- [YOUR GOAL] Reproduce every one of the records below word for word, leaving the pictures out of your answer.
+ + + + + + +
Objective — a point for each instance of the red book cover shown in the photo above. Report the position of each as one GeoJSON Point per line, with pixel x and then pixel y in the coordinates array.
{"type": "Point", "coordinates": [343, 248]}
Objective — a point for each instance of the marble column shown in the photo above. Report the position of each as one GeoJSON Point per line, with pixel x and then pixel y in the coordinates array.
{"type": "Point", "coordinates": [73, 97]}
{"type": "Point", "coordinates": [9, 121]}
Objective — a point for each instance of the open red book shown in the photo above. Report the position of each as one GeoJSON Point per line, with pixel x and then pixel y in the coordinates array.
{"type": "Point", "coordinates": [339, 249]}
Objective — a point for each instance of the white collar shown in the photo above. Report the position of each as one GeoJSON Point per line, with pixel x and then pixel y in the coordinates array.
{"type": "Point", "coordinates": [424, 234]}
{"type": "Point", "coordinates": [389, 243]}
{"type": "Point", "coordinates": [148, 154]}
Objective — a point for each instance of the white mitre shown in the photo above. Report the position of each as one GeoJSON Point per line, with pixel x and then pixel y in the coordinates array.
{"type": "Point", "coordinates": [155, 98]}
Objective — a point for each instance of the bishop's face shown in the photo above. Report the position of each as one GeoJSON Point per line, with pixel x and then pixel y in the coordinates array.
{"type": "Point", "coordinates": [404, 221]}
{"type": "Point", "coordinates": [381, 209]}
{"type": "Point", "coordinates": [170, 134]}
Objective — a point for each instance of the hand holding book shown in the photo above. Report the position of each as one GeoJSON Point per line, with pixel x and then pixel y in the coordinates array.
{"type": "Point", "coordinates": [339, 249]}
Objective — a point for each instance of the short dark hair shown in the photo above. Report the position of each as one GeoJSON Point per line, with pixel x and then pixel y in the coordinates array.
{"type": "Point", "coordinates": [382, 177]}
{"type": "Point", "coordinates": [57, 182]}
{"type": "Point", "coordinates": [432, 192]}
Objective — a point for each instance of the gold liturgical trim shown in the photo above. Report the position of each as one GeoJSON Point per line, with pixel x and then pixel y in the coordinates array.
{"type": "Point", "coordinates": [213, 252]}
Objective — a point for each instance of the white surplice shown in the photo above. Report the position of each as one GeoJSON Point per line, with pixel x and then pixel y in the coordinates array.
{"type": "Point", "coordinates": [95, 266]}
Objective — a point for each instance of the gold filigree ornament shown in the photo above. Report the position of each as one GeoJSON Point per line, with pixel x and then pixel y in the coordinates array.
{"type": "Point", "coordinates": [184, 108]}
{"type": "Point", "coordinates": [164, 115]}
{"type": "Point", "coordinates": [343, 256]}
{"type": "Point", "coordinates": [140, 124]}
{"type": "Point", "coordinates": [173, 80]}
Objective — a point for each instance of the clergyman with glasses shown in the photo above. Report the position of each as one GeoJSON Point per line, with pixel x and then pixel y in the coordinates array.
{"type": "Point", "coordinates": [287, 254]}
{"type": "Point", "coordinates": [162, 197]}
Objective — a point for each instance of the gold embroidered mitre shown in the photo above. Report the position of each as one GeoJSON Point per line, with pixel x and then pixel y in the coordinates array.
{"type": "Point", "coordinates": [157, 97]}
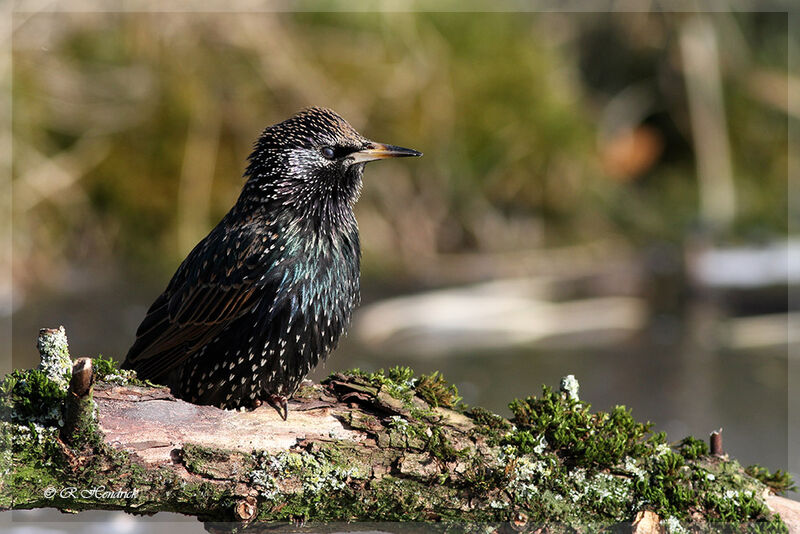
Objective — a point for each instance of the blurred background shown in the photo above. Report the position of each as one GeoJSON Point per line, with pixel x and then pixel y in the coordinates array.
{"type": "Point", "coordinates": [602, 194]}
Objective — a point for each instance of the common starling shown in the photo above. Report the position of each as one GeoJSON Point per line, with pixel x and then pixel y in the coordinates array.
{"type": "Point", "coordinates": [267, 293]}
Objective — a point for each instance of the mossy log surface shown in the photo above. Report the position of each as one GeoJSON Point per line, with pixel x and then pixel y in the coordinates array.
{"type": "Point", "coordinates": [377, 447]}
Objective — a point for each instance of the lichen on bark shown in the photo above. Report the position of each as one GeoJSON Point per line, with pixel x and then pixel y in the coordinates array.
{"type": "Point", "coordinates": [385, 446]}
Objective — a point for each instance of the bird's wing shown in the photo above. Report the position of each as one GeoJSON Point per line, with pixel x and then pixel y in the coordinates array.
{"type": "Point", "coordinates": [216, 284]}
+ + + + + + +
- [EXERCISE ANSWER]
Objective — a point for each instance of the red book cover shown in the photo above. Report the position of each as one GeoJSON Point per line, with pixel x and then pixel y in the coordinates array.
{"type": "Point", "coordinates": [343, 248]}
Objective — a point for each instance of the marble column shown in the photo above. Report the position of each as one GeoJSON Point per line, with pixel x and then pixel y in the coordinates array.
{"type": "Point", "coordinates": [73, 97]}
{"type": "Point", "coordinates": [9, 121]}
Objective — a point for each instance of the open red book shown in the photo above. Report the position of each as one GeoJSON Point per line, with pixel x and then pixel y in the coordinates array.
{"type": "Point", "coordinates": [339, 249]}
Objective — a point for each instance of the white collar shown in the photo above. Report the position of each as one GeoJSON Point per line, with pixel x and then pixel y in the coordinates array.
{"type": "Point", "coordinates": [424, 234]}
{"type": "Point", "coordinates": [389, 243]}
{"type": "Point", "coordinates": [148, 154]}
Objective — a point for each instance of the white mitre shown in the photo above. Report the position of each as one GeoJSON Point per line, with pixel x and then pixel y in the coordinates array.
{"type": "Point", "coordinates": [155, 98]}
Objective — a point for each instance of the bishop's face shown in the photo above. Report the position of each as one GeoJSON Point per line, with pixel x and then pixel y in the coordinates array.
{"type": "Point", "coordinates": [404, 221]}
{"type": "Point", "coordinates": [381, 209]}
{"type": "Point", "coordinates": [170, 134]}
Objective — a point for each instance of the hand holding book shown in the photo above. Report the position of each as one GeoJSON Point per line, with pixel x and then pixel y in the coordinates array.
{"type": "Point", "coordinates": [339, 249]}
Objective — a point for each instance of the short dark hair shown in the photo above. Report the position of each as one GeoJSON Point per line, with pixel x and then pixel y in the coordinates array.
{"type": "Point", "coordinates": [382, 177]}
{"type": "Point", "coordinates": [57, 182]}
{"type": "Point", "coordinates": [432, 192]}
Objective — a point for each instance of the gold liturgical trim shown in the photo above. Report the position of each as one GeoJSON Point per line, with pixel x and then pixel y in the coordinates array.
{"type": "Point", "coordinates": [213, 252]}
Objective — a point for each instance of the white surplice shown in the photo above. Report the position of each as one GeoJSON Point per line, with pixel x and then pixel y in the coordinates array.
{"type": "Point", "coordinates": [95, 266]}
Objective — a point for each instance of the gold filigree ornament shown in the photo above. Report the position of each as one GeoJSON Point per line, with pixel x and then pixel y in the coordinates array.
{"type": "Point", "coordinates": [184, 108]}
{"type": "Point", "coordinates": [164, 115]}
{"type": "Point", "coordinates": [343, 256]}
{"type": "Point", "coordinates": [140, 124]}
{"type": "Point", "coordinates": [173, 80]}
Objective — a point for each instance of the clergyman with glasses shown in the photo above. Report the position of each as one GeoJSON Point per line, with pixel x and then pixel y in the coordinates array.
{"type": "Point", "coordinates": [287, 254]}
{"type": "Point", "coordinates": [162, 197]}
Objective — a point for each instance of the gold embroidered mitre shown in the photo above. Report the position of each as one GeoJSON Point per line, with pixel x and then pixel y in the coordinates array.
{"type": "Point", "coordinates": [157, 97]}
Objective — a point for each instance of the blurred background shown in the photo above. Report the position of each as one GeoJSON Point per line, with pixel x and then pixel y in the coordinates array.
{"type": "Point", "coordinates": [602, 194]}
Objective — a point for each instance of the common starling shown in the photo above. Report the position of each as one GeoJSON Point per line, with pixel x and then pixel y in the coordinates array.
{"type": "Point", "coordinates": [267, 293]}
Objective — a point for each instance of the mossy log surface shown in the photo above. Report the position of each as one GeoJSON Point per line, with pixel x and then pixel y in the coordinates array.
{"type": "Point", "coordinates": [377, 447]}
Objective — a point for each instance of the lichen on bark shown in the photo above. Report the position of each as one GeoJSON Point per line, with pixel x and then pixel y in the coordinates array.
{"type": "Point", "coordinates": [385, 446]}
Objective — a point for each instance of the bird's wing shown in the photo above. Report the position of each as one GeoJSON Point per line, with pixel x and then pixel y in the coordinates array.
{"type": "Point", "coordinates": [216, 284]}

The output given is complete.